*** Block opens ***

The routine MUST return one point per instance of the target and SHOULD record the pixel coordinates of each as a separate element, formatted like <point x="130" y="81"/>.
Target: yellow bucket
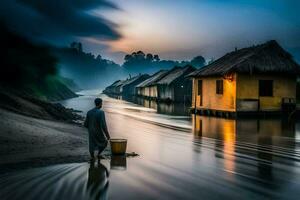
<point x="118" y="146"/>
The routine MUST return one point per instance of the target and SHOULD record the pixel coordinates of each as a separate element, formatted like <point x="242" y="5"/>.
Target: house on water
<point x="257" y="79"/>
<point x="175" y="86"/>
<point x="127" y="88"/>
<point x="112" y="88"/>
<point x="147" y="88"/>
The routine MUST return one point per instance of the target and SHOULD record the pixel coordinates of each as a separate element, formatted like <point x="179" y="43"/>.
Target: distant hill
<point x="30" y="68"/>
<point x="87" y="70"/>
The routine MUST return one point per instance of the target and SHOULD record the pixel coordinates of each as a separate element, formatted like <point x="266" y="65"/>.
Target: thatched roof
<point x="269" y="58"/>
<point x="176" y="73"/>
<point x="153" y="79"/>
<point x="136" y="78"/>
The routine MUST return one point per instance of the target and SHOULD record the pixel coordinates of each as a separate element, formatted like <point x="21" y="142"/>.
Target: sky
<point x="174" y="29"/>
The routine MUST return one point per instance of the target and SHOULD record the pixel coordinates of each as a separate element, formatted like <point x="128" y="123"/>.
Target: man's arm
<point x="103" y="121"/>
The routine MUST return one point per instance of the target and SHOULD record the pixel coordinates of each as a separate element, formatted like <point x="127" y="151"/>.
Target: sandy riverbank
<point x="29" y="142"/>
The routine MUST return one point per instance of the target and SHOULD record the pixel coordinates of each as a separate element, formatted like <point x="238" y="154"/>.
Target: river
<point x="180" y="157"/>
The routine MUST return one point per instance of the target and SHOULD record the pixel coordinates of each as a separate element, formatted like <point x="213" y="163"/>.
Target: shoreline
<point x="27" y="142"/>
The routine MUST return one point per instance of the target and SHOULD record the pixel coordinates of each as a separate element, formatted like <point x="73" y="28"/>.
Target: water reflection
<point x="118" y="162"/>
<point x="250" y="148"/>
<point x="176" y="109"/>
<point x="97" y="183"/>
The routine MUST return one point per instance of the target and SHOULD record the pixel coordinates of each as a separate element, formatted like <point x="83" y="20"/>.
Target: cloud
<point x="58" y="21"/>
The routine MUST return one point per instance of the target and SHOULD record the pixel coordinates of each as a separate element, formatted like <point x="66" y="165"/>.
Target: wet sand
<point x="30" y="142"/>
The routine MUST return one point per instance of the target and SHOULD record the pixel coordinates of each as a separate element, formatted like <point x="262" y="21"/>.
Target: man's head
<point x="98" y="102"/>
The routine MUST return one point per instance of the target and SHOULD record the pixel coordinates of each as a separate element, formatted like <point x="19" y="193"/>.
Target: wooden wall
<point x="211" y="100"/>
<point x="247" y="87"/>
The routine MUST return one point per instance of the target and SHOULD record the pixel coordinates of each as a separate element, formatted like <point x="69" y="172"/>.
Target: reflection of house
<point x="257" y="139"/>
<point x="146" y="88"/>
<point x="258" y="78"/>
<point x="174" y="86"/>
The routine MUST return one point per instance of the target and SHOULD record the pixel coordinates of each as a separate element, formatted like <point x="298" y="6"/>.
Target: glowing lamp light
<point x="229" y="77"/>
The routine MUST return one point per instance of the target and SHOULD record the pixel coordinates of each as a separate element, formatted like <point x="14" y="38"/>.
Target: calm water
<point x="181" y="157"/>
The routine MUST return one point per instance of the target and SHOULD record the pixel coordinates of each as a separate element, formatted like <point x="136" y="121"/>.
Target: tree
<point x="149" y="57"/>
<point x="156" y="58"/>
<point x="198" y="61"/>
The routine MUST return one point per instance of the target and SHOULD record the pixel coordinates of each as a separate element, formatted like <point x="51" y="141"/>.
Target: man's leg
<point x="102" y="147"/>
<point x="91" y="150"/>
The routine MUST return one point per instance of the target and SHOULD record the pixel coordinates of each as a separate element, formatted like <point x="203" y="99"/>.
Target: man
<point x="98" y="133"/>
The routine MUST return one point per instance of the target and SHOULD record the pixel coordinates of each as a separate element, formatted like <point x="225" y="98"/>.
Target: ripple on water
<point x="65" y="181"/>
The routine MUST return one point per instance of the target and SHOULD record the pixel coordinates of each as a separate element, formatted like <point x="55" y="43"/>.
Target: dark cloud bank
<point x="56" y="20"/>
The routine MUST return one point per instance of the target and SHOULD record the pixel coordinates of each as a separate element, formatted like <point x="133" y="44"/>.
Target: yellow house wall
<point x="211" y="100"/>
<point x="247" y="87"/>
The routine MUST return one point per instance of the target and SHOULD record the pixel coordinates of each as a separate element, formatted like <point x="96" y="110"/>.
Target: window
<point x="199" y="87"/>
<point x="219" y="86"/>
<point x="265" y="88"/>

*** Block closes ***

**Exercise brief:** Give an exact copy of the entries, excluding all pictures.

**Answer to the problem:**
The routine MUST return one point per instance of the target and SHOULD record the pixel coordinates of each as a separate element, formatted like <point x="130" y="81"/>.
Target: yellow bucket
<point x="118" y="146"/>
The routine MUST return one point per instance of the target and SHOULD record the pixel coordinates of each as a separate element, formatted like <point x="242" y="5"/>.
Target: house on water
<point x="257" y="79"/>
<point x="175" y="86"/>
<point x="127" y="88"/>
<point x="112" y="88"/>
<point x="147" y="88"/>
The routine MUST return one point per instance of the target and SHOULD record the pixel coordinates of each as a separate element, formatted like <point x="179" y="43"/>.
Target: distant hill
<point x="30" y="68"/>
<point x="87" y="70"/>
The routine MUST return one point per instance of the target and SHOULD record the pixel coordinates of each as a separate element, formatted like <point x="266" y="65"/>.
Target: thatched roof
<point x="269" y="58"/>
<point x="176" y="73"/>
<point x="153" y="79"/>
<point x="136" y="78"/>
The routine MUST return one point per instance of the target and SHOULD record the pixel coordinates of each as a separate element, formatted like <point x="21" y="142"/>.
Target: sky
<point x="174" y="29"/>
The routine MUST return one point per instance of the target and SHOULD record the pixel coordinates of each as a separate element, formatted like <point x="128" y="123"/>.
Target: man's arm
<point x="103" y="121"/>
The routine MUST return one point per instance of the target and SHOULD record the pixel coordinates of each as a separate element, formatted like <point x="127" y="151"/>.
Target: sandy riverbank
<point x="29" y="142"/>
The routine MUST return one point per instance of the target and SHOULD record the pixel coordinates of each as a separate element, formatted like <point x="238" y="154"/>.
Target: river
<point x="180" y="157"/>
The routine MUST return one point per instance of the target and SHOULD record the pixel coordinates of each as a separate element, formatted like <point x="213" y="163"/>.
Target: shoreline
<point x="27" y="142"/>
The routine MUST return one point per instance of the target and SHOULD record the pixel coordinates of each as a separate element, formatted like <point x="73" y="28"/>.
Target: water reflection
<point x="118" y="162"/>
<point x="250" y="148"/>
<point x="176" y="109"/>
<point x="97" y="183"/>
The routine MUST return one point per instance of the target and SHOULD record the pixel coordinates of each as a separate element, formatted like <point x="83" y="20"/>.
Target: cloud
<point x="58" y="21"/>
The routine MUST return one point per instance of the target and SHOULD record the pixel coordinates of each as a separate element, formatted like <point x="66" y="165"/>.
Target: wet sand
<point x="30" y="142"/>
The routine MUST return one point per instance of the target and SHOULD record the pixel coordinates of each as a separate element, formatted like <point x="262" y="21"/>.
Target: man's head
<point x="98" y="102"/>
The routine MUST return one point per instance of the target and SHOULD record the pixel coordinates of each as a separate element, formatted like <point x="19" y="193"/>.
Target: wooden wall
<point x="211" y="100"/>
<point x="247" y="87"/>
The routine MUST return one point per instance of the target and SHOULD record the pixel coordinates of each as a separate element, formatted like <point x="69" y="172"/>.
Target: reflection of house
<point x="257" y="139"/>
<point x="146" y="88"/>
<point x="258" y="78"/>
<point x="174" y="86"/>
The routine MUST return one point per instance of the target and SHOULD record the pixel coordinates of each as a separate element, formatted like <point x="298" y="6"/>.
Target: glowing lamp light
<point x="229" y="77"/>
The routine MUST return one point per instance of the target and SHOULD record the pixel coordinates of each as a separate element, formatted like <point x="14" y="38"/>.
Target: calm water
<point x="181" y="157"/>
The routine MUST return one point per instance of the target and SHOULD record the pixel coordinates of each as a separate element, formatted like <point x="136" y="121"/>.
Target: tree
<point x="149" y="57"/>
<point x="156" y="58"/>
<point x="198" y="61"/>
The routine MUST return one point per instance of the target and SHOULD record the pixel coordinates of each as a separate element, formatted like <point x="51" y="141"/>.
Target: man's leg
<point x="102" y="147"/>
<point x="91" y="150"/>
The routine MUST return one point per instance of the target and SHOULD record the pixel coordinates of each as a separate element, formatted like <point x="203" y="99"/>.
Target: man
<point x="98" y="133"/>
The routine MUST return one point per instance of the target and SHOULD record the pixel coordinates of each as a separate element, formatted like <point x="225" y="98"/>.
Target: ripple on water
<point x="65" y="181"/>
The routine MUST return one point per instance of the target and SHOULD record the pixel coordinates of each as a separate element, formatted like <point x="55" y="43"/>.
Target: dark cloud bank
<point x="56" y="20"/>
The routine MUST return one point per instance of the target and SHOULD record the pixel coordinates of each as a separate element, formatted like <point x="133" y="44"/>.
Target: yellow house wall
<point x="211" y="100"/>
<point x="247" y="87"/>
The routine MUST return one point per instance of the target and SHOULD record the pixel coordinates of each as a separate element, formatted like <point x="96" y="110"/>.
Target: window
<point x="199" y="87"/>
<point x="219" y="86"/>
<point x="265" y="88"/>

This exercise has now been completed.